┌─ Supplied passage

# Our new family member, Carolina Dog..?



## valsh (Mar 9, 2009)

Well here are a few pics of our new family member. When we found him at the shelter the lady said he was Dingo. Of course the other lady said there is no such thing which was why I guess he was listed as a Golden Retriever. He is 6 months old and hard to get a picture of. As soon as you get a good shot he comes towards you or does some other goofy puppy thing. 
He looks almost identical to a dog on a Carolina Dog web site. Don't know if he is a mix or not. If you have any ideas let me know.


----------



## Shaina (Oct 28, 2007)

Cute...looks a lot like my Kim did as a pup, lol.


----------



## valsh (Mar 9, 2009)

From your pic yeah looks a lot like her. What kinda of pup is Kim?


----------



## rosborn (Mar 13, 2009)

└─
┌─ Provided information

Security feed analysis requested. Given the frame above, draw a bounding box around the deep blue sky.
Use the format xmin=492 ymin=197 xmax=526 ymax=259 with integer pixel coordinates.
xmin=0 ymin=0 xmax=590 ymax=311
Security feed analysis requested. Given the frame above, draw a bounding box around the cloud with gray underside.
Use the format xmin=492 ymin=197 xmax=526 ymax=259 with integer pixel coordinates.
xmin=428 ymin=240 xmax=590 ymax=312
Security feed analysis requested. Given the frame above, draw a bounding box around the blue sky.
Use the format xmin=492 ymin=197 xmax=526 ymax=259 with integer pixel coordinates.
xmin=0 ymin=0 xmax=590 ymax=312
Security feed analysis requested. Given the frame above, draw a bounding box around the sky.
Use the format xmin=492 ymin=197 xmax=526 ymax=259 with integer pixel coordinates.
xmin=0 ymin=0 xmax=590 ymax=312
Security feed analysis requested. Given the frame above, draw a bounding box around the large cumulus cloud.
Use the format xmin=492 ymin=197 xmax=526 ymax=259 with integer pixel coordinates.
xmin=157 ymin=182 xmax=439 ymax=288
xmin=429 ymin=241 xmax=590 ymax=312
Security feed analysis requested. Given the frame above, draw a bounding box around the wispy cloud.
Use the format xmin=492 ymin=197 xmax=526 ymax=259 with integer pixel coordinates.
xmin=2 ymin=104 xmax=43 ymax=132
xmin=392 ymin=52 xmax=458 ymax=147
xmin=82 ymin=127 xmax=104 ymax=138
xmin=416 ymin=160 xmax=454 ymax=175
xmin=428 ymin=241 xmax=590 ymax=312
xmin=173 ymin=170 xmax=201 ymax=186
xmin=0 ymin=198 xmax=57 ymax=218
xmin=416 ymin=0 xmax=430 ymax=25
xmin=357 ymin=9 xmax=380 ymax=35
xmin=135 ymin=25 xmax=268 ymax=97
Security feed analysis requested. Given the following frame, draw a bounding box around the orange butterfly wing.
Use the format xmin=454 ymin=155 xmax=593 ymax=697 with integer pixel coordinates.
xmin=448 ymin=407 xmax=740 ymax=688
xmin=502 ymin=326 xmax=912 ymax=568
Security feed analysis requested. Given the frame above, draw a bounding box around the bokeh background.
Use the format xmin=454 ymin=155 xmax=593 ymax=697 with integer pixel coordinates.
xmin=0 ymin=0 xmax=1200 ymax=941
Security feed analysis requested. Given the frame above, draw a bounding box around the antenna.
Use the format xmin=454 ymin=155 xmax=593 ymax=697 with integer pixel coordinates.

└─

Directions >>
[A] In the thread about the Carolina Dog, how old is the new family member?
[B] Pick up the thread about the Carolina Dog after its last line and write the next post.
The material above is separate from the thread about the Carolina Dog.

Answers to the problems >>
[A] He is 6 months old.

[B]
if it is golden retriever he has very little retriever in him .... my uncle has a 'dingo' so, i would to belive it has a bit of dingo .... some simularities (sp?) .... maybe dingo and golden retriever

but i would not think golden retriever at alll


----------



## JessRU09 (Aug 25, 2008)

Looks like a Lab x German Shepherd to me.


----------



## Shaina (Oct 28, 2007)

valsh said:


> From your pic yeah looks a lot like her. What kinda of pup is Kim?


I don't know, which doesn't help you at all, lol. She's from Tennessee, and the vet that saw her there put her down as GSD X Sheltie, but (ironically) her rescuer/foster mom told me she thought Kim was likely a Carolina Dog, which were apparently popular in the mountains there, lol.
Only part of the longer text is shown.